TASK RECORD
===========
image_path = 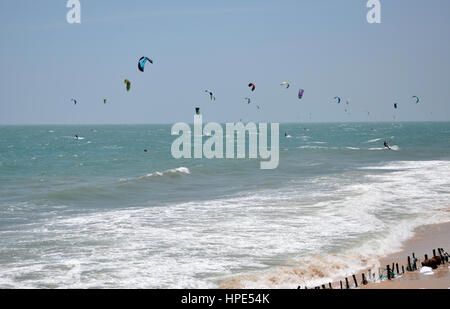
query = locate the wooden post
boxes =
[362,274,369,285]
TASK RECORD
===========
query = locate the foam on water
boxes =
[0,161,450,288]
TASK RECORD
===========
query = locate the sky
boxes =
[0,0,450,125]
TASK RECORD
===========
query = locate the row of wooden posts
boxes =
[298,248,450,290]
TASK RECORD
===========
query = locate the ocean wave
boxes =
[119,166,191,182]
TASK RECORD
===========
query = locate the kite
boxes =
[205,90,216,101]
[124,79,131,91]
[138,57,153,72]
[280,82,291,89]
[298,89,305,99]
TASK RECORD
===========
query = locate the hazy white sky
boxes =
[0,0,450,124]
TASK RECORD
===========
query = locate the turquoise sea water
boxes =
[0,122,450,288]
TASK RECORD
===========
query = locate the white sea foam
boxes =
[0,161,450,288]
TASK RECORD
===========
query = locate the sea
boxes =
[0,122,450,289]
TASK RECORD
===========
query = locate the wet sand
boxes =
[358,222,450,289]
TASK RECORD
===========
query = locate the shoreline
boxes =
[322,222,450,289]
[361,222,450,289]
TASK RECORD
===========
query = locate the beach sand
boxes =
[358,222,450,289]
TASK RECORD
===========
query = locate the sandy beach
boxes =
[359,222,450,289]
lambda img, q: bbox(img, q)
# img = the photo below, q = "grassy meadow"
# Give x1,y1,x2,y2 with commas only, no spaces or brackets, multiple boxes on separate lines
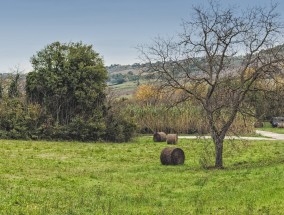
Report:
0,137,284,215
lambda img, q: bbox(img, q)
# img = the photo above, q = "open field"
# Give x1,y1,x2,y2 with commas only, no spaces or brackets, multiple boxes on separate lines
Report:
0,137,284,214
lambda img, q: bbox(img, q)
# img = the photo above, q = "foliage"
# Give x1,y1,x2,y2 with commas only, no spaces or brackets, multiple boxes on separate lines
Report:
0,137,284,215
140,0,284,168
26,42,107,125
0,97,41,139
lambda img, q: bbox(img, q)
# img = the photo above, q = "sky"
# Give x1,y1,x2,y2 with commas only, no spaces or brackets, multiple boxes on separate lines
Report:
0,0,284,73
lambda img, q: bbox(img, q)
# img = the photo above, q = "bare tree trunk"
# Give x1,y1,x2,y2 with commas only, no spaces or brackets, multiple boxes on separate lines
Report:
214,139,223,169
211,125,225,169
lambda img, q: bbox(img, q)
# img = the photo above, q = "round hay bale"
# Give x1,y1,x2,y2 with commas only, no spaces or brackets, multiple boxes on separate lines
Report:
153,132,167,142
160,147,185,165
167,134,178,145
253,121,263,128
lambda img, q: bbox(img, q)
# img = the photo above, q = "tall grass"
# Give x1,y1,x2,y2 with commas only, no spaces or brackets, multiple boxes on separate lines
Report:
125,103,254,134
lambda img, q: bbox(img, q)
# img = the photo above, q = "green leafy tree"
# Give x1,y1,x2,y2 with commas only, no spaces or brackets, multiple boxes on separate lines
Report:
26,42,107,125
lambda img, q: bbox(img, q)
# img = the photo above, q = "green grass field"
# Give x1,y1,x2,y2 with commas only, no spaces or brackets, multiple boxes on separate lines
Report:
257,122,284,134
0,137,284,215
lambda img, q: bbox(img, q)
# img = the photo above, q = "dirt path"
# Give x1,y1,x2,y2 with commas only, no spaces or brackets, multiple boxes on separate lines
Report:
178,130,284,140
178,136,274,140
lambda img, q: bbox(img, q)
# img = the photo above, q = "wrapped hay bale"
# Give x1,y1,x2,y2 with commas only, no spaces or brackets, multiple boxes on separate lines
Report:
160,147,185,165
153,132,167,142
167,134,178,145
253,121,263,128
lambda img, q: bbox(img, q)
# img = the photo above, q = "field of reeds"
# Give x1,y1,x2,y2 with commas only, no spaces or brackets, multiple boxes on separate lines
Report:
125,102,255,135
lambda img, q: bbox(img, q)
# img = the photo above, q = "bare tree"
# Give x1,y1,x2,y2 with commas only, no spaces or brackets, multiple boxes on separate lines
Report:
139,1,284,168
# # # #
» What this task involves:
Find each line of the records that contains the word "foam" and copy those lines out. Uppercase and lowercase letters count as different.

» The output:
query = locate the foam on water
query = locate the white sea foam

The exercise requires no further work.